| Records supplied |
════════
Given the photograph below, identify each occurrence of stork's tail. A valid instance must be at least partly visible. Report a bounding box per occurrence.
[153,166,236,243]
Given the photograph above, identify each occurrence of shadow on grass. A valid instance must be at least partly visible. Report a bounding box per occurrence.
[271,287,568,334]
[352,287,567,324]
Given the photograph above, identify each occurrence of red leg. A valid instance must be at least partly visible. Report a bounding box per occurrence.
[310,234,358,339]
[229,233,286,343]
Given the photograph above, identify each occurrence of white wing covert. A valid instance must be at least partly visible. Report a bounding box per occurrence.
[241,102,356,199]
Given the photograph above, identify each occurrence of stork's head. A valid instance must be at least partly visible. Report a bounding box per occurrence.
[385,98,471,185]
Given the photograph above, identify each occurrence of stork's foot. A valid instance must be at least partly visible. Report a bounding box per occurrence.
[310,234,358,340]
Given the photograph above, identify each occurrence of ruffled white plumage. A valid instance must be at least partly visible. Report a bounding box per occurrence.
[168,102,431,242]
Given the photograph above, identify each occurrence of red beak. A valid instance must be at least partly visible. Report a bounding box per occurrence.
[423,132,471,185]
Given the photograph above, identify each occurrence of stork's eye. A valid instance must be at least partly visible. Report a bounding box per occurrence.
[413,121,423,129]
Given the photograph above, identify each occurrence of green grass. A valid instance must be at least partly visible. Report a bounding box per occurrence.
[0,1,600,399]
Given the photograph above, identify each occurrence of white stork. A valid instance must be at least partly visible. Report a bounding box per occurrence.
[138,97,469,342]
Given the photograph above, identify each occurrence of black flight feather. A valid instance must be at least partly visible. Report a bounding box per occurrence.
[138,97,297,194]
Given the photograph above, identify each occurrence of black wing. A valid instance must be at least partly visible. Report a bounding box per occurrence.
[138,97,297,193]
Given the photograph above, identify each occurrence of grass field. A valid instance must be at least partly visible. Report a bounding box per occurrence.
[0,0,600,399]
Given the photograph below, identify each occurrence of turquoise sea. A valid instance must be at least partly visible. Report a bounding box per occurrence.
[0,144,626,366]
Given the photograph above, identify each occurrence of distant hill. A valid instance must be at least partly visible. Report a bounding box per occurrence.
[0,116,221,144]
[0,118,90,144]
════════
| Instructions for the task |
Reproduce the listing above in full, substituting "at least partially visible" for each occurrence of "at least partly visible" and leaving every other word unchanged.

| The result |
Given the photograph below, identify each occurrence of stork's tail. A valid instance must be at least partially visible. Report a bounding box per occurrence.
[153,166,236,243]
Given the photograph above, identify each occurrence of shadow on grass. A valid instance must be at least partially visible. Report a bounding box per occurrence.
[271,287,568,334]
[352,287,567,324]
Given the photograph above, identify each occurrence of red leg. A valid instance must be at least partially visible. Report a bounding box per occurrence.
[310,234,358,339]
[229,233,286,343]
Given the photograph above, identify each occurrence of white wing covert. A valid instance must be at least partially visible. Report a bounding box per occurrence.
[241,102,356,199]
Given the photograph above, identify each occurrence of stork's head. A valid instance must be at least partially visible. Report a bounding box per occurrence.
[385,98,471,185]
Given the photograph above, identify each occurrence of stork's foot. A valid instance must be at least partially visible. Report a bounding box per occurrence.
[310,234,358,340]
Given the photograph above, identify each occurrence of ruffled white plumage. A valid instance must be at least partially visible. Report a bounding box per occurrence.
[168,102,431,242]
Given the photograph above, identify each occurrence of red beak. A valid instance must be at least partially visible. Report a bounding box per occurrence.
[423,132,471,185]
Given the photograph above, identify each occurrence of stork's eye. A valid instance must be at least partially visible. Report a bounding box per occurrence.
[413,121,423,129]
Given the photograph above, identify each occurrence of green grass. A valid instance must be at least partially visible. Report a bounding box per occurrence.
[0,1,600,399]
Given the photograph above, identify each occurrence of white stork. A valid instance must be at least partially visible. Report a bounding box per occurrence.
[138,97,469,342]
Given the photograph above, identify each occurrence of black flight feather. A valid instance must be at least partially visible. Report a bounding box per occurrence.
[138,97,297,194]
Given the photograph above, identify each occurrence of black wing. A valid instance must be at least partially visible. Report a bounding box per occurrence.
[138,97,297,193]
Given the photograph above, identify each occurrence of grass field. A valid instance must be at least partially visible. Report a bounding box per occurrence.
[0,0,600,399]
Given the photograph below, identify each occurrence of turquoise sea. A valid instance must be at least partially visible. Report a bounding box per occurrence.
[0,144,626,366]
Given the photograph above, identify each occurrence of distant hill. A valid instance must be at least partially visible. Report a bounding box per occurrence.
[0,116,221,144]
[0,118,90,144]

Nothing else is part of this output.